── Data records ──
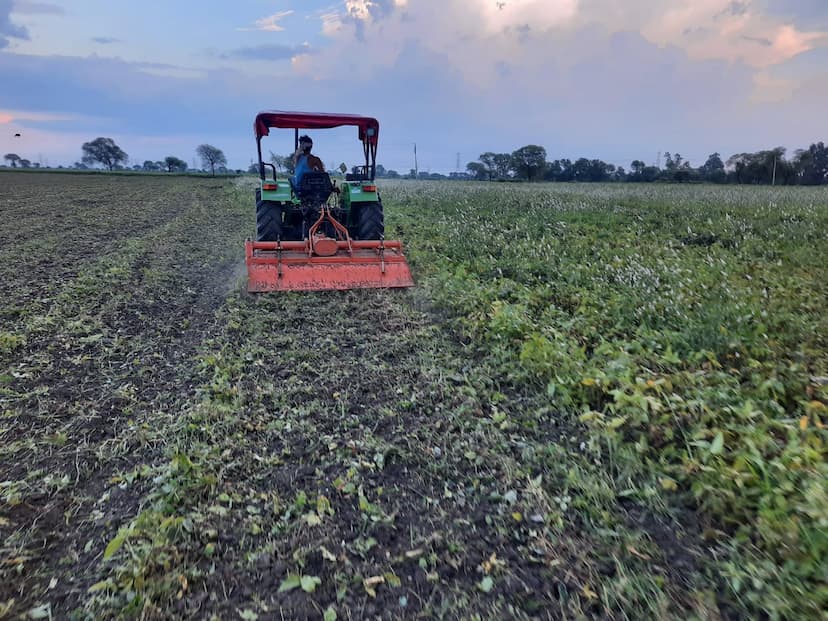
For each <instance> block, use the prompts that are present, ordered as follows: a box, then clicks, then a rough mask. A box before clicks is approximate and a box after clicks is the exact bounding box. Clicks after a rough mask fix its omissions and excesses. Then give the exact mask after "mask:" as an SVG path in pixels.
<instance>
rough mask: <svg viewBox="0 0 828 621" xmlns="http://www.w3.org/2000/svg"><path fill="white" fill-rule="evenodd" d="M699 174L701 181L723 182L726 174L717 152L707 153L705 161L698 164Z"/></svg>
mask: <svg viewBox="0 0 828 621" xmlns="http://www.w3.org/2000/svg"><path fill="white" fill-rule="evenodd" d="M699 175H701V178H702V180H703V181H708V182H710V183H724V181H725V179H727V174H726V173H725V169H724V162H723V161H722V156H721V155H719V154H718V153H711V154H710V155H708V156H707V161H706V162H705V163H704V164H702V165H701V166H699Z"/></svg>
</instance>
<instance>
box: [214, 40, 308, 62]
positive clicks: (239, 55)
mask: <svg viewBox="0 0 828 621" xmlns="http://www.w3.org/2000/svg"><path fill="white" fill-rule="evenodd" d="M312 53H313V52H312V50H311V48H310V46H309V45H308V44H307V43H305V44H303V45H280V44H273V45H254V46H249V47H240V48H237V49H234V50H229V51H227V52H223V53H221V54H219V55H218V57H219V58H223V59H226V60H229V59H240V60H288V59H290V58H293V57H294V56H296V55H297V54H312Z"/></svg>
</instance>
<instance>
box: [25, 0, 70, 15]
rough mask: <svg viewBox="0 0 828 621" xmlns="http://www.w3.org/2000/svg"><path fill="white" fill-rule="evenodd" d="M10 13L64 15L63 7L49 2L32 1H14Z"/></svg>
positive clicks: (44, 14) (26, 0) (39, 14)
mask: <svg viewBox="0 0 828 621" xmlns="http://www.w3.org/2000/svg"><path fill="white" fill-rule="evenodd" d="M12 11H13V12H14V13H19V14H20V15H66V11H64V10H63V7H60V6H58V5H56V4H52V3H51V2H34V1H33V0H14V2H13V6H12Z"/></svg>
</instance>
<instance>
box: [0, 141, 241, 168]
mask: <svg viewBox="0 0 828 621" xmlns="http://www.w3.org/2000/svg"><path fill="white" fill-rule="evenodd" d="M81 151H82V152H83V156H82V157H81V159H80V161H78V162H75V164H74V165H73V168H76V169H78V170H86V169H89V168H90V167H94V166H95V165H97V164H100V165H101V166H103V167H104V168H106V169H107V170H111V171H112V170H136V171H138V170H141V171H147V172H158V171H166V172H171V173H172V172H186V171H187V162H185V161H184V160H182V159H180V158H178V157H175V156H173V155H168V156H167V157H166V158H164V159H163V160H159V161H152V160H146V161H145V162H144V163H143V164H134V165H133V166H132V167H131V168H128V167H127V164H128V162H129V156H128V155H127V154H126V152H125V151H124V150H123V149H122V148H121V147H119V146H118V145H117V144H116V143H115V141H114V140H113V139H112V138H103V137H100V138H96V139H95V140H91V141H90V142H84V143H83V145H82V146H81ZM196 155H197V156H198V157H199V159H200V160H201V164H202V166H203V168H204V170H209V171H210V173H211V174H212V175H213V176H215V174H216V172H218V173H226V172H228V170H227V158H226V157H225V155H224V153H223V152H222V150H221V149H219V148H217V147H214V146H212V145H209V144H202V145H199V146H198V147H197V148H196ZM3 159H4V160H6V161H7V162H9V164H10V165H11V167H12V168H17V167H18V166H19V167H20V168H40V164H39V163H34V164H33V163H32V162H31V161H29V160H27V159H24V158H21V157H20V156H19V155H17V154H16V153H6V155H4V156H3Z"/></svg>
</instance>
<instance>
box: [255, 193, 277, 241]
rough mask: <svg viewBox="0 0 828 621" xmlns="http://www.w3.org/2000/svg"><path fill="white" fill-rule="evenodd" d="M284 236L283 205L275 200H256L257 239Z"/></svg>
mask: <svg viewBox="0 0 828 621" xmlns="http://www.w3.org/2000/svg"><path fill="white" fill-rule="evenodd" d="M281 238H282V205H280V204H279V203H274V202H273V201H262V200H260V201H256V241H277V240H279V239H281Z"/></svg>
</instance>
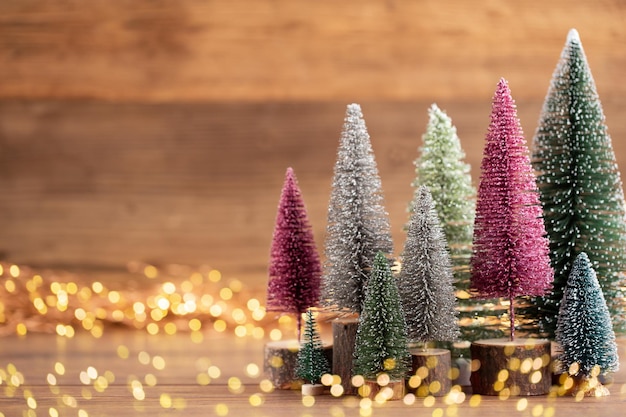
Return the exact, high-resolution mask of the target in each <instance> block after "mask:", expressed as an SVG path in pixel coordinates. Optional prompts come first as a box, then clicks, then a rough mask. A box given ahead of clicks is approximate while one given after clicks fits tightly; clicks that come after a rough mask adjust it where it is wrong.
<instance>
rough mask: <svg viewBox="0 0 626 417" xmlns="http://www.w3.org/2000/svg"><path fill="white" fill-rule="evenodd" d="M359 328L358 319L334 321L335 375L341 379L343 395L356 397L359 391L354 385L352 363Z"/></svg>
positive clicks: (337, 319)
mask: <svg viewBox="0 0 626 417" xmlns="http://www.w3.org/2000/svg"><path fill="white" fill-rule="evenodd" d="M358 327H359V319H358V317H345V318H338V319H335V320H333V324H332V328H333V360H332V370H333V375H338V376H339V377H340V378H341V386H342V387H343V393H344V394H346V395H355V394H356V393H357V389H356V388H355V387H354V386H353V385H352V376H353V375H352V361H353V355H354V344H355V342H356V331H357V328H358Z"/></svg>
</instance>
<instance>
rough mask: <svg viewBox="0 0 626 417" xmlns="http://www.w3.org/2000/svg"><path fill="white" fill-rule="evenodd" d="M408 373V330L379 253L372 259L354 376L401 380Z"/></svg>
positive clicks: (402, 379) (397, 301) (386, 267)
mask: <svg viewBox="0 0 626 417" xmlns="http://www.w3.org/2000/svg"><path fill="white" fill-rule="evenodd" d="M408 370H409V351H408V347H407V330H406V321H405V318H404V312H403V311H402V304H401V302H400V296H399V294H398V288H397V286H396V283H395V281H394V277H393V275H392V272H391V269H390V267H389V263H388V261H387V259H386V258H385V255H384V254H383V253H382V252H378V254H377V255H376V258H375V260H374V268H373V270H372V272H371V277H370V279H369V281H368V283H367V291H366V294H365V300H364V303H363V310H362V312H361V316H360V317H359V327H358V330H357V335H356V342H355V346H354V362H353V373H354V374H355V375H362V376H363V377H364V378H365V379H370V380H372V379H373V380H376V378H377V377H378V375H379V374H381V373H386V374H387V375H389V377H390V378H391V379H395V380H404V378H405V377H406V375H407V373H408Z"/></svg>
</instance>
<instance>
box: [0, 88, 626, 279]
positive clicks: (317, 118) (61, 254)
mask: <svg viewBox="0 0 626 417" xmlns="http://www.w3.org/2000/svg"><path fill="white" fill-rule="evenodd" d="M513 94H514V96H515V91H513ZM361 104H362V108H363V112H364V116H365V120H366V123H367V126H368V129H369V133H370V136H371V138H372V145H373V148H374V153H375V157H376V161H377V164H378V167H379V172H380V176H381V180H382V185H383V190H384V194H385V205H386V209H387V211H388V212H389V214H390V220H391V226H392V233H393V237H394V242H395V248H396V252H399V251H400V250H401V247H402V245H403V242H404V232H403V231H402V226H403V224H405V222H406V221H407V220H408V217H407V212H406V207H407V204H408V202H409V201H410V200H411V198H412V193H413V188H412V187H411V186H410V183H411V181H413V179H414V176H415V173H414V166H413V161H414V159H415V158H416V157H417V156H418V147H419V146H421V135H422V133H423V132H424V130H425V125H426V122H427V109H428V107H429V106H430V104H431V103H430V102H364V103H361ZM438 104H439V105H440V107H442V108H443V109H445V110H446V111H447V112H448V114H449V115H450V117H452V120H453V122H454V123H455V125H456V126H457V130H458V134H459V137H460V138H461V142H462V146H463V147H464V149H465V151H466V153H467V161H468V162H469V163H470V164H471V166H472V175H473V178H474V183H475V184H477V183H478V178H479V167H480V160H481V158H482V149H483V146H484V135H485V133H486V130H487V127H488V123H489V120H488V119H489V111H490V106H491V103H490V100H489V99H488V100H473V101H467V102H462V101H446V100H444V101H440V102H439V103H438ZM604 105H605V113H606V116H607V123H608V125H609V131H610V132H611V134H612V136H613V145H614V147H615V151H616V154H617V158H618V164H620V166H621V167H622V169H624V167H626V142H624V141H623V140H622V138H624V137H626V125H625V124H623V123H621V118H620V114H621V113H624V112H626V100H622V101H613V102H605V103H604ZM540 107H541V100H539V101H518V112H519V113H518V114H519V117H520V119H521V121H522V125H523V127H524V130H525V132H527V136H528V137H531V136H532V133H533V132H534V129H535V123H536V120H537V118H538V115H539V111H540ZM344 113H345V103H338V102H329V103H322V102H319V103H309V102H286V103H230V104H225V103H196V104H189V103H187V104H184V103H169V104H142V103H106V102H68V101H14V100H5V101H0V190H1V192H2V194H1V196H2V197H1V198H0V231H1V236H2V238H1V239H0V253H1V255H2V258H3V259H6V260H8V261H12V262H19V263H26V264H31V265H40V266H61V267H72V268H83V267H84V268H92V269H93V268H96V269H98V268H105V269H120V268H121V269H123V268H124V267H125V265H126V263H127V262H129V261H135V260H139V261H146V262H153V263H156V264H162V263H169V262H172V263H183V264H190V265H199V264H208V265H210V266H212V267H214V268H218V269H220V270H222V272H223V273H224V274H225V275H227V276H228V277H238V278H241V279H244V280H245V282H246V283H247V284H248V285H250V286H252V287H254V286H256V287H258V288H264V286H265V285H266V279H267V278H266V268H267V261H268V257H269V247H270V243H271V236H272V230H273V227H274V222H275V216H276V208H277V205H278V200H279V196H280V190H281V185H282V181H283V177H284V172H285V169H286V168H287V167H288V166H291V167H293V168H294V170H295V172H296V175H297V177H298V180H299V183H300V188H301V190H302V194H303V198H304V201H305V204H306V206H307V210H308V213H309V216H310V220H311V223H312V225H313V229H314V235H315V239H316V242H317V244H318V247H319V248H320V250H321V249H322V246H323V240H324V237H325V227H326V210H327V206H328V198H329V194H330V184H331V179H332V170H333V165H334V163H335V159H336V152H337V146H338V143H339V136H340V131H341V126H342V124H343V117H344ZM622 176H623V177H624V173H622Z"/></svg>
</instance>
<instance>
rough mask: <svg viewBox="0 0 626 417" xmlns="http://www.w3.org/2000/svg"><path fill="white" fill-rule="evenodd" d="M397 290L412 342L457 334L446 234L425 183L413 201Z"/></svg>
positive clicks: (454, 296) (437, 339)
mask: <svg viewBox="0 0 626 417" xmlns="http://www.w3.org/2000/svg"><path fill="white" fill-rule="evenodd" d="M401 259H402V269H401V270H400V273H399V276H398V280H397V281H398V291H399V293H400V299H401V300H402V307H403V310H404V314H405V317H406V323H407V334H408V338H409V340H410V341H412V342H421V343H424V345H425V346H426V344H427V343H428V342H435V341H455V340H456V339H457V338H458V336H459V325H458V312H457V311H456V299H455V296H454V283H453V281H454V278H453V276H452V265H451V263H450V255H449V254H448V250H447V247H446V238H445V236H444V234H443V232H442V230H441V225H440V224H439V218H438V217H437V212H436V211H435V205H434V202H433V199H432V197H431V195H430V192H429V191H428V187H426V186H425V185H422V186H421V187H420V188H419V190H418V193H417V194H416V196H415V199H414V201H413V214H412V215H411V219H410V221H409V224H408V229H407V237H406V243H405V244H404V251H403V252H402V257H401Z"/></svg>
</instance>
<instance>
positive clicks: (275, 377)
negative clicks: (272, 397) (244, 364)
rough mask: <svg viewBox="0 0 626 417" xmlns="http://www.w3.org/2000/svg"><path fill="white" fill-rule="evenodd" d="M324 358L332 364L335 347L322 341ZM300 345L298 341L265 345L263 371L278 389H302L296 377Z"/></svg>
mask: <svg viewBox="0 0 626 417" xmlns="http://www.w3.org/2000/svg"><path fill="white" fill-rule="evenodd" d="M322 345H323V349H324V356H326V359H328V362H329V364H332V356H333V346H332V345H331V344H328V343H324V342H323V341H322ZM299 351H300V344H299V343H298V341H297V340H296V339H287V340H279V341H275V342H268V343H266V344H265V353H264V358H263V371H264V373H265V376H266V377H267V379H269V380H270V381H271V382H272V384H274V387H275V388H277V389H300V387H301V386H302V383H303V382H304V381H302V380H301V379H299V378H298V377H297V376H296V366H297V362H298V352H299Z"/></svg>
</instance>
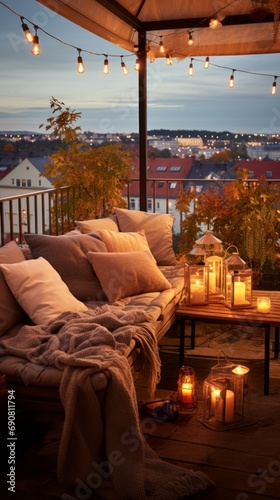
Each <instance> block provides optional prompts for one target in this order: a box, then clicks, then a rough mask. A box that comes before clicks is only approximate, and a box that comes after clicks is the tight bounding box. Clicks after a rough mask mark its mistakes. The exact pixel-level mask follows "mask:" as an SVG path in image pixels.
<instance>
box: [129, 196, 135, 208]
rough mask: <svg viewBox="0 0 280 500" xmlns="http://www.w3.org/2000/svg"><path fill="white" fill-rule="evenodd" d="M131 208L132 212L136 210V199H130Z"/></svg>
mask: <svg viewBox="0 0 280 500" xmlns="http://www.w3.org/2000/svg"><path fill="white" fill-rule="evenodd" d="M129 206H130V208H131V210H135V199H134V198H131V199H130V201H129Z"/></svg>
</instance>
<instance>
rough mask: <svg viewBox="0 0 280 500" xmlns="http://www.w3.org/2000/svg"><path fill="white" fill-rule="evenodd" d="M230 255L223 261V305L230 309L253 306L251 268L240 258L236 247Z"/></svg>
mask: <svg viewBox="0 0 280 500" xmlns="http://www.w3.org/2000/svg"><path fill="white" fill-rule="evenodd" d="M234 248H235V249H236V252H233V253H232V255H231V256H230V257H228V258H227V259H225V261H224V278H223V286H224V293H223V295H224V300H223V302H224V305H225V306H227V307H229V308H230V309H242V308H247V307H253V305H252V270H251V269H249V268H248V266H247V264H246V262H244V260H242V259H241V257H240V255H239V253H238V250H237V248H236V247H234Z"/></svg>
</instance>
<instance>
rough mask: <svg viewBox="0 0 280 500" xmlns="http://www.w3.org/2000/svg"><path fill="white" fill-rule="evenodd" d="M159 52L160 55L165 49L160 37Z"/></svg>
mask: <svg viewBox="0 0 280 500" xmlns="http://www.w3.org/2000/svg"><path fill="white" fill-rule="evenodd" d="M159 51H160V53H161V54H164V53H165V48H164V45H163V41H162V36H161V37H160V42H159Z"/></svg>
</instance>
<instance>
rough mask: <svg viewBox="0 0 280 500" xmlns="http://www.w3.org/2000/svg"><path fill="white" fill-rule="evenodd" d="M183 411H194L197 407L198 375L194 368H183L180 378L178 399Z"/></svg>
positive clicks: (181, 408)
mask: <svg viewBox="0 0 280 500" xmlns="http://www.w3.org/2000/svg"><path fill="white" fill-rule="evenodd" d="M176 402H177V403H178V404H179V406H180V408H181V409H187V410H188V409H192V408H195V407H196V405H197V398H196V374H195V371H194V369H193V368H192V367H190V366H182V367H181V368H180V370H179V378H178V398H177V401H176Z"/></svg>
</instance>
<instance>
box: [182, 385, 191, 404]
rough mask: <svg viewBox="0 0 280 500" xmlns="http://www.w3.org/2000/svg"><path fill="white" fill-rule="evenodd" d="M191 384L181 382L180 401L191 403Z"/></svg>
mask: <svg viewBox="0 0 280 500" xmlns="http://www.w3.org/2000/svg"><path fill="white" fill-rule="evenodd" d="M192 392H193V384H192V383H190V382H183V383H182V403H192Z"/></svg>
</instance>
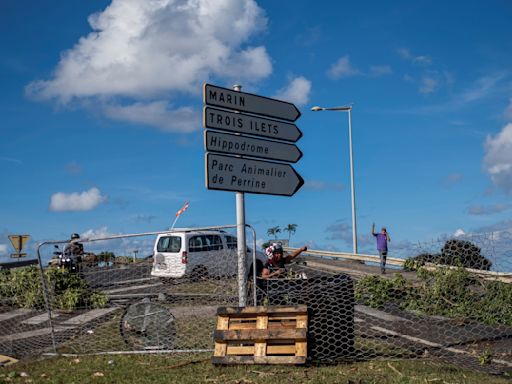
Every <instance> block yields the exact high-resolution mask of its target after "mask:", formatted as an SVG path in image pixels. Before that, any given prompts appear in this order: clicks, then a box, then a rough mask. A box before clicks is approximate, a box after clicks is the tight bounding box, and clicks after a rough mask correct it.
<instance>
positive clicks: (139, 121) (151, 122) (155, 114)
mask: <svg viewBox="0 0 512 384" xmlns="http://www.w3.org/2000/svg"><path fill="white" fill-rule="evenodd" d="M104 112H105V115H106V116H108V117H110V118H111V119H114V120H121V121H126V122H129V123H133V124H145V125H149V126H152V127H156V128H158V129H160V130H162V131H164V132H184V133H186V132H193V131H197V130H198V129H201V112H198V111H194V110H193V109H192V108H189V107H181V108H177V109H174V110H173V109H171V108H169V105H168V103H167V102H166V101H153V102H147V103H145V102H136V103H133V104H131V105H126V106H123V105H108V106H105V108H104Z"/></svg>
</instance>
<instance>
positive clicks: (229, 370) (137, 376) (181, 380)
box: [0, 354, 510, 384]
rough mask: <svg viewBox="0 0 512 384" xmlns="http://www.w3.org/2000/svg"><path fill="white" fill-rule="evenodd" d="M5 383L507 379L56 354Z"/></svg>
mask: <svg viewBox="0 0 512 384" xmlns="http://www.w3.org/2000/svg"><path fill="white" fill-rule="evenodd" d="M0 382H1V383H34V384H36V383H45V384H48V383H63V384H64V383H65V384H78V383H98V384H103V383H127V384H129V383H137V384H149V383H180V384H181V383H183V384H187V383H211V384H224V383H232V384H242V383H243V384H256V383H265V384H285V383H325V384H329V383H344V384H345V383H346V384H370V383H378V384H389V383H400V384H406V383H407V384H409V383H410V384H415V383H422V384H425V383H434V384H436V383H439V384H444V383H457V384H466V383H467V384H471V383H475V384H477V383H478V384H480V383H486V384H499V383H510V380H509V379H507V378H504V377H496V376H491V375H488V374H483V373H476V372H471V371H464V370H461V369H458V368H455V367H453V366H449V365H442V364H436V363H434V362H431V361H428V362H427V361H422V360H406V361H400V360H398V361H372V362H357V363H346V364H337V365H328V366H325V365H324V366H261V365H248V366H213V365H212V364H211V363H210V355H209V354H202V355H195V356H191V355H187V356H183V355H181V356H173V355H121V356H119V355H116V356H80V357H57V358H50V359H44V360H39V361H33V362H19V363H16V364H13V365H10V366H7V367H4V368H2V370H0Z"/></svg>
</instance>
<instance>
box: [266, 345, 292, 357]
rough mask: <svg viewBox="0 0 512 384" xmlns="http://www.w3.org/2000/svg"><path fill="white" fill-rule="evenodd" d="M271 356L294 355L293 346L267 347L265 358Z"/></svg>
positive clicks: (279, 346)
mask: <svg viewBox="0 0 512 384" xmlns="http://www.w3.org/2000/svg"><path fill="white" fill-rule="evenodd" d="M272 355H292V356H293V355H295V344H288V345H267V356H272Z"/></svg>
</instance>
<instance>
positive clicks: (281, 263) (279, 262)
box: [261, 243, 308, 279]
mask: <svg viewBox="0 0 512 384" xmlns="http://www.w3.org/2000/svg"><path fill="white" fill-rule="evenodd" d="M307 250H308V247H306V246H304V247H302V248H299V249H297V250H296V251H294V252H292V253H291V254H289V255H287V256H286V257H285V256H284V250H283V245H282V244H281V243H272V244H271V245H270V246H268V247H267V248H266V249H265V253H266V254H267V256H268V260H267V262H266V263H265V265H264V266H263V269H262V271H261V277H262V278H263V279H271V278H273V277H279V276H281V275H284V273H285V271H286V270H285V264H288V263H290V262H291V261H292V260H293V259H295V258H296V257H297V256H299V255H300V254H301V253H302V252H305V251H307Z"/></svg>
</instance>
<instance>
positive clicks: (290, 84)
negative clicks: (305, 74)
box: [274, 76, 311, 105]
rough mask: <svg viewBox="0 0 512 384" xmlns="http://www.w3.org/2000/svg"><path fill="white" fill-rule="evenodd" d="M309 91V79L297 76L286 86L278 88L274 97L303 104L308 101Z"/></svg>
mask: <svg viewBox="0 0 512 384" xmlns="http://www.w3.org/2000/svg"><path fill="white" fill-rule="evenodd" d="M310 91H311V81H309V80H308V79H306V78H305V77H303V76H299V77H296V78H293V79H291V80H290V83H289V84H288V86H287V87H286V88H283V89H280V90H279V91H278V92H277V94H276V95H275V96H274V97H276V98H277V99H280V100H284V101H288V102H290V103H294V104H297V105H305V104H306V103H307V102H308V101H309V92H310Z"/></svg>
───
Problem requirements — Determine the number of lines in the data that contain "negative" as a word or string, and state only that number.

Reply to the exercise — 2